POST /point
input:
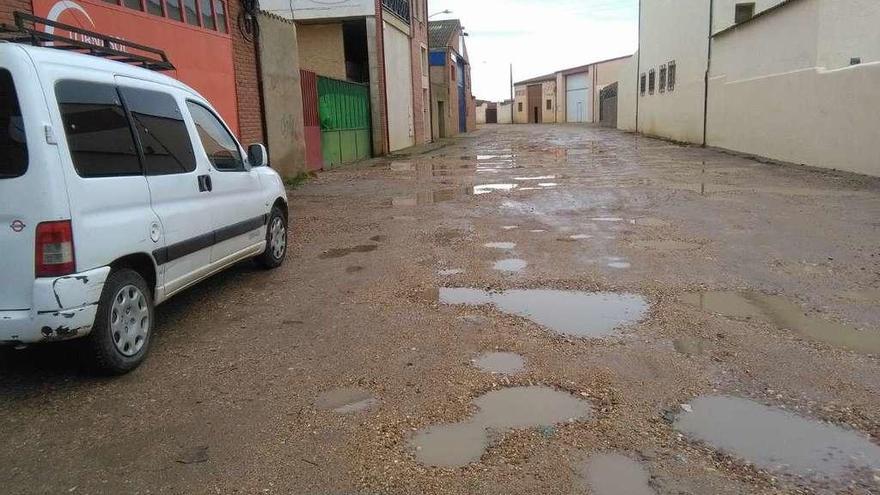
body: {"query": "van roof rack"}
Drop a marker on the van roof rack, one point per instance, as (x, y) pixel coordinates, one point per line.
(99, 45)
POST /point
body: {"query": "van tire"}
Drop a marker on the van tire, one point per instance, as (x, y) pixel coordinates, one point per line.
(276, 241)
(108, 356)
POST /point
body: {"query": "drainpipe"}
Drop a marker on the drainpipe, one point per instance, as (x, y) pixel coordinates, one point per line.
(708, 66)
(639, 68)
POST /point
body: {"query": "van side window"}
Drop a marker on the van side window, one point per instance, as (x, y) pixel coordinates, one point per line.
(13, 145)
(161, 130)
(219, 144)
(98, 133)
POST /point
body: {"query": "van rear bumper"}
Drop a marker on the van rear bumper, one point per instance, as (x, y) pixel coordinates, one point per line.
(64, 308)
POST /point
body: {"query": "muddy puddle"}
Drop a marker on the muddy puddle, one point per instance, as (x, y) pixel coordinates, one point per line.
(345, 400)
(665, 245)
(580, 314)
(512, 265)
(787, 315)
(778, 440)
(614, 474)
(500, 245)
(505, 363)
(498, 411)
(342, 252)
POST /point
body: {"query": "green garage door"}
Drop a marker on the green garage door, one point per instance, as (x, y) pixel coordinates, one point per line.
(344, 110)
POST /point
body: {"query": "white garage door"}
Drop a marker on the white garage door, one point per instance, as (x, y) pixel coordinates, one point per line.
(577, 97)
(398, 77)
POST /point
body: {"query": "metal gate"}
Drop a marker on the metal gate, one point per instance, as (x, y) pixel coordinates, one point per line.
(344, 110)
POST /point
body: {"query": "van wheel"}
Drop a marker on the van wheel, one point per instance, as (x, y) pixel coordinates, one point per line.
(121, 335)
(276, 241)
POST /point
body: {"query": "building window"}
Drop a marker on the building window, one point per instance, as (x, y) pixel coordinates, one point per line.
(662, 78)
(744, 12)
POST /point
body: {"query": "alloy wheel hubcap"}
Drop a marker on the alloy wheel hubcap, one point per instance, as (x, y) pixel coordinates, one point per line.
(277, 238)
(129, 320)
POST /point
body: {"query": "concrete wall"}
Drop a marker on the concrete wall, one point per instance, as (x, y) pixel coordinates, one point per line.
(797, 110)
(398, 78)
(504, 115)
(627, 94)
(282, 95)
(321, 49)
(674, 30)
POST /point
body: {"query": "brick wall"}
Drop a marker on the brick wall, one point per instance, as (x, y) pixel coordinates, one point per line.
(7, 7)
(247, 82)
(419, 27)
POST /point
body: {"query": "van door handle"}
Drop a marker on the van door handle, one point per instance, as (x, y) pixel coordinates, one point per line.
(205, 183)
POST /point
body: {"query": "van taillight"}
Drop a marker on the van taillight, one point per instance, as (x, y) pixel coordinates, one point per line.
(54, 249)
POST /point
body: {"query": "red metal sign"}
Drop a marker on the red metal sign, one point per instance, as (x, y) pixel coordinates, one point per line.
(202, 57)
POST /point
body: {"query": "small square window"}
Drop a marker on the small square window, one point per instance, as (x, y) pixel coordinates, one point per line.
(662, 78)
(744, 12)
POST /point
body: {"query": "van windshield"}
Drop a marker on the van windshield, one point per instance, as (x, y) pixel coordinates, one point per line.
(13, 145)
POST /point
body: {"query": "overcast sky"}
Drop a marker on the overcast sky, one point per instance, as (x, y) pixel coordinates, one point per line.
(539, 36)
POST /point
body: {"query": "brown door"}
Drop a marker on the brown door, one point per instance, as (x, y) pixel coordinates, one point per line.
(536, 112)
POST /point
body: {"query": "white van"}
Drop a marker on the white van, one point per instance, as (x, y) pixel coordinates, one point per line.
(119, 187)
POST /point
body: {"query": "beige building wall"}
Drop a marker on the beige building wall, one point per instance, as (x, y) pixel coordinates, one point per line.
(627, 94)
(321, 49)
(674, 30)
(282, 95)
(799, 109)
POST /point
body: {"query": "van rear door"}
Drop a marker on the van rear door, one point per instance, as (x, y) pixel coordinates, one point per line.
(31, 183)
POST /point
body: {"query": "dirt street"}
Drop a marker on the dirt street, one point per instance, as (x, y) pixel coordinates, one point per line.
(681, 320)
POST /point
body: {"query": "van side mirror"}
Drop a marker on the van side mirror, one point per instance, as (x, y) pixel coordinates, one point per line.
(258, 156)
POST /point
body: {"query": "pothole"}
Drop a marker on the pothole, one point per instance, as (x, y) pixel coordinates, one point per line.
(345, 400)
(459, 444)
(785, 314)
(505, 363)
(615, 474)
(581, 314)
(777, 440)
(512, 265)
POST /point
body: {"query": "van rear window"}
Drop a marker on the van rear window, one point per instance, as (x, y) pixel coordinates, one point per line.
(13, 145)
(98, 132)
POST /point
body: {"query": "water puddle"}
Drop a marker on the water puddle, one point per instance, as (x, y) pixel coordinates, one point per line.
(512, 265)
(505, 363)
(666, 245)
(581, 314)
(689, 346)
(778, 440)
(450, 272)
(459, 444)
(615, 474)
(342, 252)
(785, 314)
(500, 245)
(345, 400)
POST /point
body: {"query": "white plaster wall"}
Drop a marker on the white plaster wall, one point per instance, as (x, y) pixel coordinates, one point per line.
(626, 94)
(318, 9)
(810, 115)
(398, 79)
(674, 30)
(504, 115)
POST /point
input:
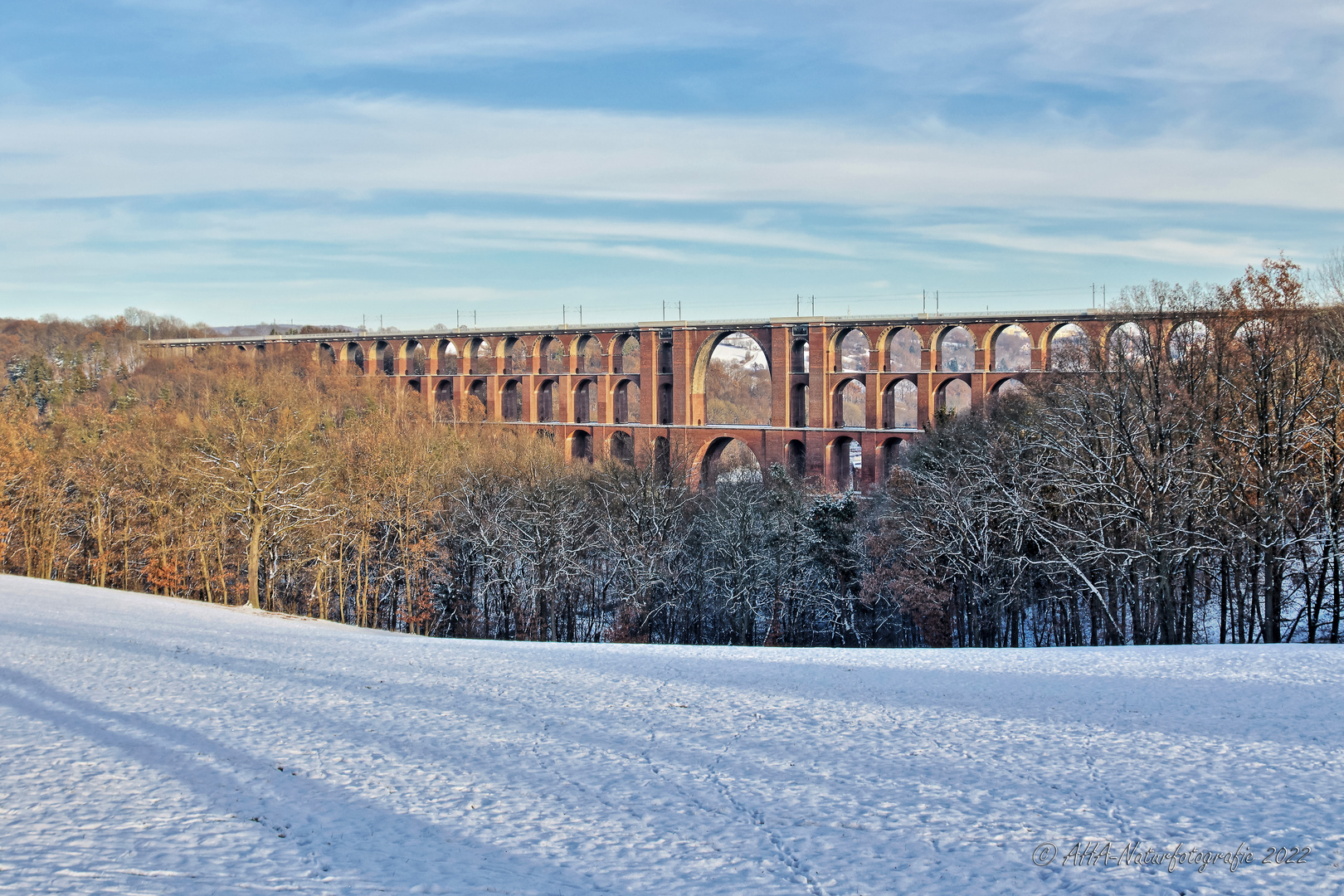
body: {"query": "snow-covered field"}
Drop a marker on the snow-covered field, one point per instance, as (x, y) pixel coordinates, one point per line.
(158, 746)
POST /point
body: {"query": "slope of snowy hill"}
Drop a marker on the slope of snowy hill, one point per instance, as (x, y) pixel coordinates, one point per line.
(160, 746)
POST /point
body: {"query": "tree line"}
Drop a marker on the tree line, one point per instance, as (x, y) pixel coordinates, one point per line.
(1181, 483)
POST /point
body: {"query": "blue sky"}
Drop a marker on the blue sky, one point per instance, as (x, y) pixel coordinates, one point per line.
(236, 162)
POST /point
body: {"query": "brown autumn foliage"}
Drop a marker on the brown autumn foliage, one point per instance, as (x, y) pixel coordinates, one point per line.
(1185, 484)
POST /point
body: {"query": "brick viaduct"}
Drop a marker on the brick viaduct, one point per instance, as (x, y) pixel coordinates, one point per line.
(576, 381)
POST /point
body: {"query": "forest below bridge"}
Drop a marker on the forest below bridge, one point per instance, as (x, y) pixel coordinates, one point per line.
(1181, 484)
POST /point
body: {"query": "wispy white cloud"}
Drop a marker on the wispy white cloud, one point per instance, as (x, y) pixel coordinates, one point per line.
(1183, 249)
(362, 147)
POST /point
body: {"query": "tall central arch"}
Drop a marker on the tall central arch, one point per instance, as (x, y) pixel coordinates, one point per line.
(700, 373)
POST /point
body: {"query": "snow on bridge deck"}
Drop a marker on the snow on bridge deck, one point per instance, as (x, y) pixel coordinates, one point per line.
(158, 746)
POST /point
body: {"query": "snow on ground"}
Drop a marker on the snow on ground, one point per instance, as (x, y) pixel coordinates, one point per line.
(160, 746)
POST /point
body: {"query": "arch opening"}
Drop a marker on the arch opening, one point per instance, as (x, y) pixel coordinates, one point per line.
(799, 405)
(851, 405)
(552, 355)
(894, 455)
(1012, 349)
(737, 383)
(585, 402)
(1069, 347)
(476, 402)
(480, 356)
(416, 358)
(728, 461)
(515, 356)
(626, 358)
(581, 446)
(589, 355)
(1127, 345)
(546, 401)
(446, 355)
(955, 398)
(796, 458)
(852, 353)
(626, 402)
(1186, 340)
(905, 351)
(444, 392)
(511, 401)
(956, 351)
(800, 360)
(665, 405)
(901, 406)
(621, 448)
(355, 358)
(845, 464)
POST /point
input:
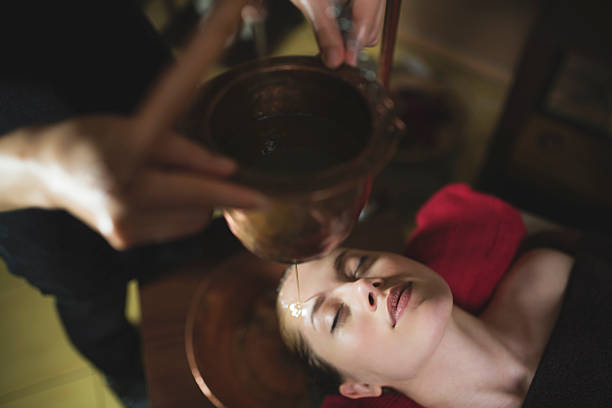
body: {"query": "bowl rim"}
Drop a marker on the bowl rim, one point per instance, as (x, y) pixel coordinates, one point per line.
(382, 144)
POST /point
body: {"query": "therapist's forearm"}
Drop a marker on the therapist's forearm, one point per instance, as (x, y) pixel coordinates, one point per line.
(21, 183)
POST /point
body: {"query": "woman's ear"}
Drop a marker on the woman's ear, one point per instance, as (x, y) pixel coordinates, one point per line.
(352, 389)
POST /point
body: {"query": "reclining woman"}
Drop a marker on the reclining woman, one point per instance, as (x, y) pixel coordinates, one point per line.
(380, 321)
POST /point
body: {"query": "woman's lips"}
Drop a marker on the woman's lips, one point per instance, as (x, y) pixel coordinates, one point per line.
(398, 299)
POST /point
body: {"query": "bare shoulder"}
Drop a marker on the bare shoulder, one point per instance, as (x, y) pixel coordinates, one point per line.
(539, 272)
(528, 299)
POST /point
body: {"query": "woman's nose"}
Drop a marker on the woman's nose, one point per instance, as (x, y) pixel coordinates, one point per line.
(368, 292)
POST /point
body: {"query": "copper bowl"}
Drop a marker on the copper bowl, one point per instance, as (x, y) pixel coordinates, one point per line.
(310, 138)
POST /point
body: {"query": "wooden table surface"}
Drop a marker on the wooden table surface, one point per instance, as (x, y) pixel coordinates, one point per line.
(166, 300)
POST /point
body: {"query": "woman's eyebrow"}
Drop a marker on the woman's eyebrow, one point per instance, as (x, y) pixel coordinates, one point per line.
(318, 302)
(339, 265)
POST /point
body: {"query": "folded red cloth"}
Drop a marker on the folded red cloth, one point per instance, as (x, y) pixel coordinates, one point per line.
(469, 238)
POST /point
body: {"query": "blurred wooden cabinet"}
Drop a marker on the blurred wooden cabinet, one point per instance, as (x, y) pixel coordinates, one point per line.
(551, 153)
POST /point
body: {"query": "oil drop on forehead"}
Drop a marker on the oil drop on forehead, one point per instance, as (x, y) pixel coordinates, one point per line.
(296, 308)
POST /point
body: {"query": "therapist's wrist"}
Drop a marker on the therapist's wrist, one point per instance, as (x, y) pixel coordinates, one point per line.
(22, 184)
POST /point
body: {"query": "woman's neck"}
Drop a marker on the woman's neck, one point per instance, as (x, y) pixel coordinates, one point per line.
(472, 368)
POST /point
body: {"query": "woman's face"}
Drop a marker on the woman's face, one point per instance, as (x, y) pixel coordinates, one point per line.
(376, 317)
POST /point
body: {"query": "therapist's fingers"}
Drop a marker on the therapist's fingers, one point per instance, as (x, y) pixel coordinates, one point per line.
(178, 152)
(171, 189)
(177, 87)
(154, 226)
(367, 19)
(321, 14)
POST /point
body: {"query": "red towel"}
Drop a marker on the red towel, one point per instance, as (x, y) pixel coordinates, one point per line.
(470, 239)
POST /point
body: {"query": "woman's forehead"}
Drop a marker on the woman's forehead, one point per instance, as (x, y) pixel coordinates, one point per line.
(313, 277)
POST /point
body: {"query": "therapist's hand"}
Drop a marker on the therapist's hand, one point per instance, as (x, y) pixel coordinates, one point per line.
(105, 173)
(367, 21)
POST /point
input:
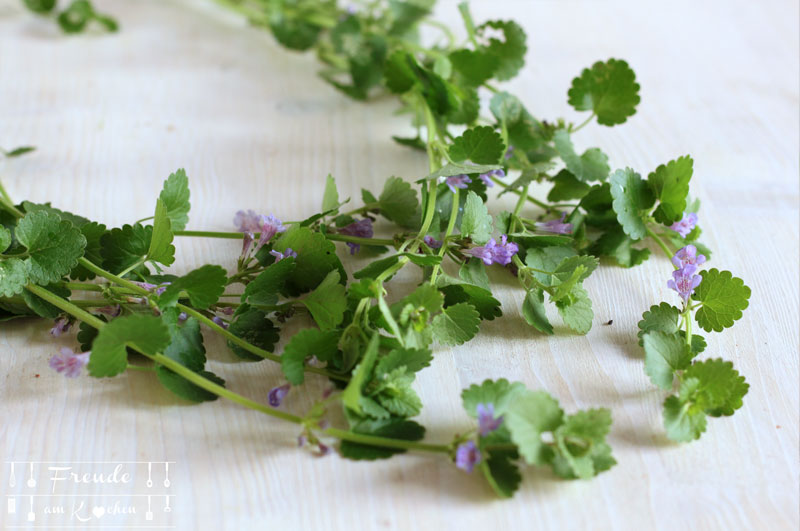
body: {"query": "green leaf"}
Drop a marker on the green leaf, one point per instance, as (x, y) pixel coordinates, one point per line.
(452, 168)
(720, 388)
(501, 473)
(481, 145)
(175, 195)
(186, 341)
(591, 166)
(93, 232)
(476, 67)
(509, 53)
(161, 249)
(145, 333)
(266, 287)
(530, 414)
(534, 313)
(185, 389)
(659, 318)
(316, 257)
(398, 202)
(457, 324)
(500, 393)
(5, 239)
(306, 343)
(123, 247)
(724, 297)
(351, 397)
(54, 246)
(406, 430)
(581, 448)
(670, 184)
(664, 354)
(253, 326)
(683, 422)
(203, 286)
(330, 197)
(476, 223)
(608, 89)
(13, 277)
(327, 303)
(566, 186)
(632, 197)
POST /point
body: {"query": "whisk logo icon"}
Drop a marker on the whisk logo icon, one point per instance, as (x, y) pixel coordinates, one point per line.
(63, 494)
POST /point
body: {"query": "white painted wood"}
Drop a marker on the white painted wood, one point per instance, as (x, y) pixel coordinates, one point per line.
(185, 84)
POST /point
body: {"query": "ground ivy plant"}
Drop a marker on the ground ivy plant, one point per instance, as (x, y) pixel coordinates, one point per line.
(368, 339)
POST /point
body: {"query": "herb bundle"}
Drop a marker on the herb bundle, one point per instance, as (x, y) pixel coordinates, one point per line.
(367, 339)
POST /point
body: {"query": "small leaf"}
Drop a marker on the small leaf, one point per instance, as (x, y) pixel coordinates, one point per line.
(161, 249)
(144, 333)
(456, 325)
(481, 145)
(175, 195)
(327, 303)
(476, 223)
(608, 89)
(724, 297)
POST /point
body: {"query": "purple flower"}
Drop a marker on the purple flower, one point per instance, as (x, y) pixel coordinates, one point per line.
(487, 177)
(687, 255)
(684, 281)
(487, 422)
(467, 456)
(247, 242)
(61, 326)
(277, 394)
(493, 252)
(457, 181)
(432, 242)
(69, 362)
(556, 226)
(270, 226)
(361, 229)
(248, 221)
(285, 254)
(220, 322)
(685, 225)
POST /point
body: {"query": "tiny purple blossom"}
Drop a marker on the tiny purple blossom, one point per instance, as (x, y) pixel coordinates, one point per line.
(487, 422)
(432, 242)
(69, 363)
(687, 255)
(495, 253)
(220, 322)
(556, 226)
(684, 281)
(277, 394)
(457, 181)
(247, 242)
(61, 326)
(361, 229)
(248, 221)
(467, 456)
(285, 254)
(487, 177)
(685, 225)
(269, 228)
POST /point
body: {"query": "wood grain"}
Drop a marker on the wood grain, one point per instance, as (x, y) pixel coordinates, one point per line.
(185, 84)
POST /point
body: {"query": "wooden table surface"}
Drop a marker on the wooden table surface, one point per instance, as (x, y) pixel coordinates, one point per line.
(186, 84)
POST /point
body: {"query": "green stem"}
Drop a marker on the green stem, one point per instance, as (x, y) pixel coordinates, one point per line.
(451, 223)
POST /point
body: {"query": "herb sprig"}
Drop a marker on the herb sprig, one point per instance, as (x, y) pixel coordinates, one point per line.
(368, 341)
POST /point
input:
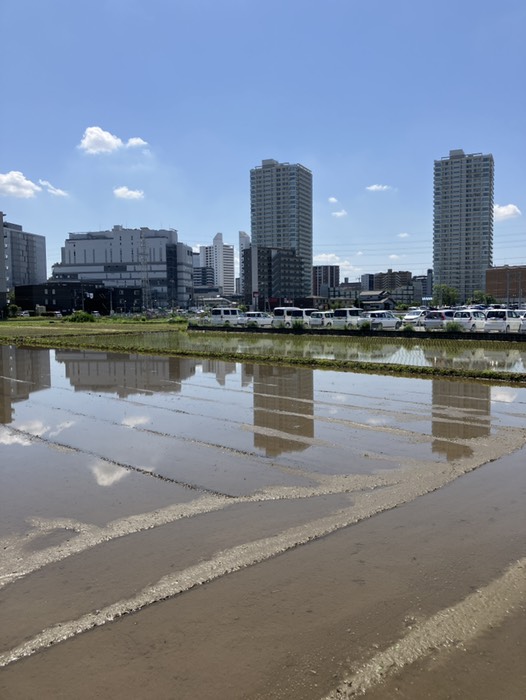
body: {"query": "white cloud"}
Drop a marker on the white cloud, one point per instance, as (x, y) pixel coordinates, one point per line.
(14, 184)
(96, 140)
(135, 421)
(378, 188)
(125, 193)
(107, 474)
(9, 438)
(52, 190)
(347, 269)
(508, 211)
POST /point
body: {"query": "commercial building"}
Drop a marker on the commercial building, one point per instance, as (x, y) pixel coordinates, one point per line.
(463, 221)
(151, 260)
(220, 257)
(324, 277)
(23, 259)
(507, 284)
(281, 216)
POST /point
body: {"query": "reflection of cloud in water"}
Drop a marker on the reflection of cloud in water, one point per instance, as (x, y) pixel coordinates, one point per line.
(107, 474)
(134, 421)
(503, 394)
(60, 427)
(9, 438)
(376, 421)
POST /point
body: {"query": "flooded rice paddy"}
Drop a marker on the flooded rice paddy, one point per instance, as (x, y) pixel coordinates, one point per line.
(182, 528)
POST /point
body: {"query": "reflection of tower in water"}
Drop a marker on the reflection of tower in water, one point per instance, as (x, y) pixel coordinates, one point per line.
(22, 371)
(283, 408)
(461, 411)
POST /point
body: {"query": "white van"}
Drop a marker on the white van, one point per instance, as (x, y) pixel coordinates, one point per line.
(283, 316)
(223, 316)
(347, 318)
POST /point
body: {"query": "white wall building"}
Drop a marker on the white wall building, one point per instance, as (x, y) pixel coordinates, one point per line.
(463, 221)
(220, 257)
(146, 258)
(23, 259)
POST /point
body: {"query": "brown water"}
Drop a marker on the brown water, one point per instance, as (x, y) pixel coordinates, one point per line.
(185, 528)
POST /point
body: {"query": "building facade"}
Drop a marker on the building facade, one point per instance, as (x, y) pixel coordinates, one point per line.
(281, 214)
(23, 259)
(463, 221)
(152, 260)
(507, 284)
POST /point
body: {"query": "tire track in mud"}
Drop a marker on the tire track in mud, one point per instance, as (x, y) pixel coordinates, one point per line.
(371, 495)
(451, 628)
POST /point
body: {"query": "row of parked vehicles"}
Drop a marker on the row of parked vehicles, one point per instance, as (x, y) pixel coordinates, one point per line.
(472, 320)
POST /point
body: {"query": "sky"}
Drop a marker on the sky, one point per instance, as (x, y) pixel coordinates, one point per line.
(152, 113)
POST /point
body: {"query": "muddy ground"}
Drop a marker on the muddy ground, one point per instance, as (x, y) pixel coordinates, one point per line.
(213, 531)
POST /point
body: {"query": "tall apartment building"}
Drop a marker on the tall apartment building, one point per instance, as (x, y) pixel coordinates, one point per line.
(23, 259)
(281, 213)
(220, 257)
(324, 277)
(244, 243)
(463, 221)
(151, 260)
(390, 280)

#####

Pick out each line in the entries above that contains the word "parked" and list those lines.

body: {"query": "row of parked vehicles"}
Drop a marker on the row of parked vehicles, one point per instance, as (x, y) pixel coordinates, one point per line.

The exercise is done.